> **Dokumenttext**:
* * * * * * *

Dass sich Boyer in seinen Arbeiten vor allem mit den Christlichsozialen und Lueger befasste, lag nicht zuletzt an seinem bis heute bestehenden Interesse an den Wechselwirkungen zwischen Religion und Politik. In Österreich hingegen wurde ihm das vorschnell als ÖVP-Nähe ausgelegt: „Ich muss dann immer sagen, ich bin US-Amerikaner und kein Parteihistoriker der ÖVP oder gar ihr Mitglied.“Dem Historiker wird man auch keine Antwort zu seinen tagespolitischen Präferenzen oder Vorschläge zum Umgang mit dem Lueger-Denkmal entlocken. Er hält sich an die Fakten, und zu denen gehöre nun einmal, dass Wiens umstrittener Bürgermeister auch der Gründer einer der beiden österreichischen Massenparteien war – ganz egal, wie man nun zu Lueger stehe.

* * * * * * *

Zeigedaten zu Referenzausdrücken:
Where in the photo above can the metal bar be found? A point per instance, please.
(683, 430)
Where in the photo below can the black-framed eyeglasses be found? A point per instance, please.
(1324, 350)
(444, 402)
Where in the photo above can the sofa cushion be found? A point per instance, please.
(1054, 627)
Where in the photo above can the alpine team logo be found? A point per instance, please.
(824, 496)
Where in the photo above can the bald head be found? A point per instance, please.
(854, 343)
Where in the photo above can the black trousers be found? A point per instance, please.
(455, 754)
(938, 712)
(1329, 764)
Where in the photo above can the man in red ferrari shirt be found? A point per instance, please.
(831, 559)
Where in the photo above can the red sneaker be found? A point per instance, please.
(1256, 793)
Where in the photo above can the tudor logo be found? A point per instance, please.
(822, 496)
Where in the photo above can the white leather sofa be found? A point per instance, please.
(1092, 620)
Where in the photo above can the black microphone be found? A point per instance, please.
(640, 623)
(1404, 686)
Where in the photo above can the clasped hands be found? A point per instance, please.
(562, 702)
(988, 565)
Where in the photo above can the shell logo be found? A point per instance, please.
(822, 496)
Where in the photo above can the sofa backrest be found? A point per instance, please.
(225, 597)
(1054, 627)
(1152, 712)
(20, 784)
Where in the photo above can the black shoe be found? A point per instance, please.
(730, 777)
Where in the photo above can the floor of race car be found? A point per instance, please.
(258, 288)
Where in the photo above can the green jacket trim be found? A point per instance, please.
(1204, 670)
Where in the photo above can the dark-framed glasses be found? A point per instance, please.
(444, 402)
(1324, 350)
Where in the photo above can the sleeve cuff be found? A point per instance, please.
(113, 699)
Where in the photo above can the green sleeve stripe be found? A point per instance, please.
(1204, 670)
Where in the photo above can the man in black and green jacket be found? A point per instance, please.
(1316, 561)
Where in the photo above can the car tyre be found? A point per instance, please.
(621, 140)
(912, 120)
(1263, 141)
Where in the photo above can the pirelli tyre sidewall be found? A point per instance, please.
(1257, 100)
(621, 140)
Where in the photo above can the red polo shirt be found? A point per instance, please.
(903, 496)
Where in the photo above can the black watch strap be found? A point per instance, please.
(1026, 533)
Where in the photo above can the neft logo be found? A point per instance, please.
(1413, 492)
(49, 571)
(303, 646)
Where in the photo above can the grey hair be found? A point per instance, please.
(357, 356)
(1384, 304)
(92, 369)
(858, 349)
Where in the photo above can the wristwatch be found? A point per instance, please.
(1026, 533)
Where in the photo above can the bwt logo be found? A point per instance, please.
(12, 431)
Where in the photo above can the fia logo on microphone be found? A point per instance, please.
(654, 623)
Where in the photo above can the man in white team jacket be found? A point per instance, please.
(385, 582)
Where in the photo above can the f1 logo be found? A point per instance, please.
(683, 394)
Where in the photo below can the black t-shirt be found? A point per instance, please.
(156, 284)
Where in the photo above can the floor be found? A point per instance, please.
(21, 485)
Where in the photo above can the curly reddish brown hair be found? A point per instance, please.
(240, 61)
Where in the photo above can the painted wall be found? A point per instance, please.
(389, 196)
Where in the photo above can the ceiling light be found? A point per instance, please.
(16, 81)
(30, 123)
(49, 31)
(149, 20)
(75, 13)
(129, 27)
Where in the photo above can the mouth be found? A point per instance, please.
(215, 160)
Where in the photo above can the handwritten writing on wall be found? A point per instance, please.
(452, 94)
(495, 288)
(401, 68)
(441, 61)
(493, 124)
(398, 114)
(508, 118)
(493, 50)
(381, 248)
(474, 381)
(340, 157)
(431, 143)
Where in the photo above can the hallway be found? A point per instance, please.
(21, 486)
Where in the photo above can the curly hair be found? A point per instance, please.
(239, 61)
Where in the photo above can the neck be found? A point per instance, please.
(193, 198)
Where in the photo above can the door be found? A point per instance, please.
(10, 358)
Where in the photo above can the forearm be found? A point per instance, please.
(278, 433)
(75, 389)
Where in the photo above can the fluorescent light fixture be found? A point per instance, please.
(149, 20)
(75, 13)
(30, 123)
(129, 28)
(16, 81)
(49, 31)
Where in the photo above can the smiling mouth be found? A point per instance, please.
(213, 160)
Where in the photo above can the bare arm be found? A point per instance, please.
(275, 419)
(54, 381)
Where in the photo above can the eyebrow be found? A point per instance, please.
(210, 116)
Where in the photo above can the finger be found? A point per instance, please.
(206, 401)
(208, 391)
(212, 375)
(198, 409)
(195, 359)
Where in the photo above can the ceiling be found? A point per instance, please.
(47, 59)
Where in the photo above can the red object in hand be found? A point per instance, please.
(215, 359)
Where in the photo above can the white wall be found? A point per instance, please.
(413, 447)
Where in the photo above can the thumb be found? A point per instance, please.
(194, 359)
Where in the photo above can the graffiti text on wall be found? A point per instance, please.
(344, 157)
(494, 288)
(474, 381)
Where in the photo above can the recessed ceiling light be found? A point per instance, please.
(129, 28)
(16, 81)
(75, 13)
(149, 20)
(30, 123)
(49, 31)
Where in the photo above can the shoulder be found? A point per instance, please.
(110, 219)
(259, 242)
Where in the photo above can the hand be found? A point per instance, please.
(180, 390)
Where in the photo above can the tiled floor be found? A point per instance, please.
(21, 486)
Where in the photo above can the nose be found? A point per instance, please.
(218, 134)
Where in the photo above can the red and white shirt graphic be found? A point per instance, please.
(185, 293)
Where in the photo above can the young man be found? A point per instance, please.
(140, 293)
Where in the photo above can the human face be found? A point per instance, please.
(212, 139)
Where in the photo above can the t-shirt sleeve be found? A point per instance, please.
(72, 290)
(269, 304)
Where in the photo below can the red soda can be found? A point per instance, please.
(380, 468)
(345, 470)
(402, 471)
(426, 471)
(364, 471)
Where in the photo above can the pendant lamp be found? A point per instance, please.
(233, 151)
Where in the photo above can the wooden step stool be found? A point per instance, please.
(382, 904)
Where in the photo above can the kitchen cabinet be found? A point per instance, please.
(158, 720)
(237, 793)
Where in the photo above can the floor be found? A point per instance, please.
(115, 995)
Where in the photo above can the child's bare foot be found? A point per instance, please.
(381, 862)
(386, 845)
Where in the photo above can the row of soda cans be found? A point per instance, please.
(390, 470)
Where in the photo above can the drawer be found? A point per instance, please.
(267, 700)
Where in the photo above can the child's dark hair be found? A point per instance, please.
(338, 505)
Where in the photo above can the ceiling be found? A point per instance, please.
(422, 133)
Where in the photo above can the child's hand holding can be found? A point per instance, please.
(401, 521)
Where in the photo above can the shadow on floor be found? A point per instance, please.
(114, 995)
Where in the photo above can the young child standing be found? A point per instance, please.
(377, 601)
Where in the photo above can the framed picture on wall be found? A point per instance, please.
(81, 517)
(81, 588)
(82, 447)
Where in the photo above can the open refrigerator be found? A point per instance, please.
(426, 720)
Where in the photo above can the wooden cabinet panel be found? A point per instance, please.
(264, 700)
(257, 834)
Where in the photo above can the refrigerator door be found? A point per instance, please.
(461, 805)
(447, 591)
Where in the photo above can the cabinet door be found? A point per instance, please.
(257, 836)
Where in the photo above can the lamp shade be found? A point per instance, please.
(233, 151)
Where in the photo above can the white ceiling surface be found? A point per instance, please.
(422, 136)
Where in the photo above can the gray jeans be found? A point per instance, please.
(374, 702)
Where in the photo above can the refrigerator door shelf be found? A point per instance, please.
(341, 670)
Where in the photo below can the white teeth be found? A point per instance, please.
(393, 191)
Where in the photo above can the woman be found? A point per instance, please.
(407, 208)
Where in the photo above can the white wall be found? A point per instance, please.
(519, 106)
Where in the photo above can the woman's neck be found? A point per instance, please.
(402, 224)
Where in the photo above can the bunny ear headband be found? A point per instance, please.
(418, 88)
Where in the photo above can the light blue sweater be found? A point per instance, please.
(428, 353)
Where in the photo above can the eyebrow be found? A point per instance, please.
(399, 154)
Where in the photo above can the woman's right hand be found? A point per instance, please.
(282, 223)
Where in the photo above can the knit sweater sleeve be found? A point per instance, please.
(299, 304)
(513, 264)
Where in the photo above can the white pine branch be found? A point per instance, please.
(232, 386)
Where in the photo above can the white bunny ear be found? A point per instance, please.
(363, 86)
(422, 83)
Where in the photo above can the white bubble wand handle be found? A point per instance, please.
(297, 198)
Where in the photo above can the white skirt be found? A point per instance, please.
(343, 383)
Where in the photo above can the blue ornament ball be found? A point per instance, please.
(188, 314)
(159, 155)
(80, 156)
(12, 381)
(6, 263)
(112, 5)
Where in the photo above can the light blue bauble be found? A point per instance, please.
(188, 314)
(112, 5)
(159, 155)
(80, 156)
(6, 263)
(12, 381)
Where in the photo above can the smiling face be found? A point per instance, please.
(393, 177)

* * * * * * *

> **Aufgaben**:
1 – Gib den Dokumenttext beginnend bei „Dass sich Boyer“ und endend bei „zu Lueger stehe.“ wieder und benenne dabei „Wechselwirkungen“ in „Zusammenhängen“ um.
2 – Welches Interesse Boyers nennt der Dokumenttext als einen Grund dafür, dass er sich vor allem mit den Christlichsozialen und Lueger befasste?

> **Lösungen**:
1 –
Dass sich Boyer in seinen Arbeiten vor allem mit den Christlichsozialen und Lueger befasste, lag nicht zuletzt an seinem bis heute bestehenden Interesse an den Zusammenhängen zwischen Religion und Politik. In Österreich hingegen wurde ihm das vorschnell als ÖVP-Nähe ausgelegt: „Ich muss dann immer sagen, ich bin US-Amerikaner und kein Parteihistoriker der ÖVP oder gar ihr Mitglied.“Dem Historiker wird man auch keine Antwort zu seinen tagespolitischen Präferenzen oder Vorschläge zum Umgang mit dem Lueger-Denkmal entlocken. Er hält sich an die Fakten, und zu denen gehöre nun einmal, dass Wiens umstrittener Bürgermeister auch der Gründer einer der beiden österreichischen Massenparteien war – ganz egal, wie man nun zu Lueger stehe.

2 – Sein Interesse an den Wechselwirkungen zwischen Religion und Politik.